Task
Please copy, word for word, the part of the material below that opens with the line containing "of the standing" and closes with the last line of the material.

Dataset
○ ○ ○ ○

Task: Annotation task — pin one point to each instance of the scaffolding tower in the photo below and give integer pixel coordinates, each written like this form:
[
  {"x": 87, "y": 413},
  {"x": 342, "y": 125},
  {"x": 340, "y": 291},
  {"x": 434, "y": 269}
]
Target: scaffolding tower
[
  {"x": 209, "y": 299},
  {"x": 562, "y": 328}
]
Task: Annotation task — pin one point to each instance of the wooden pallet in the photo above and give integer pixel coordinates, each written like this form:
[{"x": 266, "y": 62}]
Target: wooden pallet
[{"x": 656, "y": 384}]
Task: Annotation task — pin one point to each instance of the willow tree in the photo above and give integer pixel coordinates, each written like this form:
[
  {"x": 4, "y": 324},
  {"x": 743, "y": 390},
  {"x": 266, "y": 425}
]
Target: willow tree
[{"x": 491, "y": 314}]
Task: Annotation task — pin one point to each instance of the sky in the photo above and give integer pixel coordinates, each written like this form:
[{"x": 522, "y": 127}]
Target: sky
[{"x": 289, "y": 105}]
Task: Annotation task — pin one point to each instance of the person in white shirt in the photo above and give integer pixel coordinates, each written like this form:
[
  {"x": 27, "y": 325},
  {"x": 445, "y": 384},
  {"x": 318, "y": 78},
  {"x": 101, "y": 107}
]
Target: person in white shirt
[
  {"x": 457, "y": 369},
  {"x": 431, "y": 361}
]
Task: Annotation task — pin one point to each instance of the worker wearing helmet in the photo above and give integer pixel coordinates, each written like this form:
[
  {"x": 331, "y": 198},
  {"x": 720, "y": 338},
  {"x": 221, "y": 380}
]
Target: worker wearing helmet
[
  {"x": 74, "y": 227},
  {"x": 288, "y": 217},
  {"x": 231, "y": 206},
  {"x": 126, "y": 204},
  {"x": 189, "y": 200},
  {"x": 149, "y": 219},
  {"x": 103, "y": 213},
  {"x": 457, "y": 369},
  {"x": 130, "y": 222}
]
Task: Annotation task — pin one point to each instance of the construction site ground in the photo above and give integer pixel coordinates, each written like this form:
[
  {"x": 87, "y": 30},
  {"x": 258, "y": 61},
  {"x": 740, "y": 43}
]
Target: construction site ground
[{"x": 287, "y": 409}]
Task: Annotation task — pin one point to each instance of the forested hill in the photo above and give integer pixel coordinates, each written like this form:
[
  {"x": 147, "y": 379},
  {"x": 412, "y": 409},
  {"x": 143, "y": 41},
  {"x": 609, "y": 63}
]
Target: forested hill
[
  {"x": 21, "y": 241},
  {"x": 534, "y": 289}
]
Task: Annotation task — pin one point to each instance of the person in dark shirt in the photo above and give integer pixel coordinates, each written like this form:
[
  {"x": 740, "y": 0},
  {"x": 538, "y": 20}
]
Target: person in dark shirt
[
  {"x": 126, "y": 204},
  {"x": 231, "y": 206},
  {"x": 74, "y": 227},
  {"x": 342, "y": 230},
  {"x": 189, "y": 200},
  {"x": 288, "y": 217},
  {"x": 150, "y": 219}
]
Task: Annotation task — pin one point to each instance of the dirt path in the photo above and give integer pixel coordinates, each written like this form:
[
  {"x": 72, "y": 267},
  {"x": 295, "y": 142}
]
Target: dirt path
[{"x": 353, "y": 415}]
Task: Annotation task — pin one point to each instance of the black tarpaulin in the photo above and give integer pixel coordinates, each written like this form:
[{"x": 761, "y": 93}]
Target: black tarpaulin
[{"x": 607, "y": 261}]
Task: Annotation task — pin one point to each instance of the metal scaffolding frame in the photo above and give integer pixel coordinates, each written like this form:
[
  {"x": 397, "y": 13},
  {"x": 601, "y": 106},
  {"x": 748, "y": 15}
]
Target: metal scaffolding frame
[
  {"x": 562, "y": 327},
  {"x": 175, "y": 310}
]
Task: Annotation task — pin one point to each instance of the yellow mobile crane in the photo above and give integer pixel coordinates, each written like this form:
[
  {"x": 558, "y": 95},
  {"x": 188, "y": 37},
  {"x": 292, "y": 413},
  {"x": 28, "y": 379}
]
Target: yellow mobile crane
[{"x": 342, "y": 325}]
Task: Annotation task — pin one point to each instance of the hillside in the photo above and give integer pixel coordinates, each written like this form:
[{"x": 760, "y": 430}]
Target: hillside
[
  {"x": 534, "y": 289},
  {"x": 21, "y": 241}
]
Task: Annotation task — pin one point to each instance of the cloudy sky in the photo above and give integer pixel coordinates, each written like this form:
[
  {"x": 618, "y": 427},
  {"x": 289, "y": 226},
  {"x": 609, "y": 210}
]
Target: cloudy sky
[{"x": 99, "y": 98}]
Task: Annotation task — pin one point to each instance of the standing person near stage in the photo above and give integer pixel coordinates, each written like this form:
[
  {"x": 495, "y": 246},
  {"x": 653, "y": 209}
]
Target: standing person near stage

○ ○ ○ ○

Answer
Task: Annotation task — pin one point to each instance of the standing person near stage in the photo above and give integer pixel coordinates, each written like this form:
[
  {"x": 495, "y": 246},
  {"x": 653, "y": 209}
]
Target: standing person near stage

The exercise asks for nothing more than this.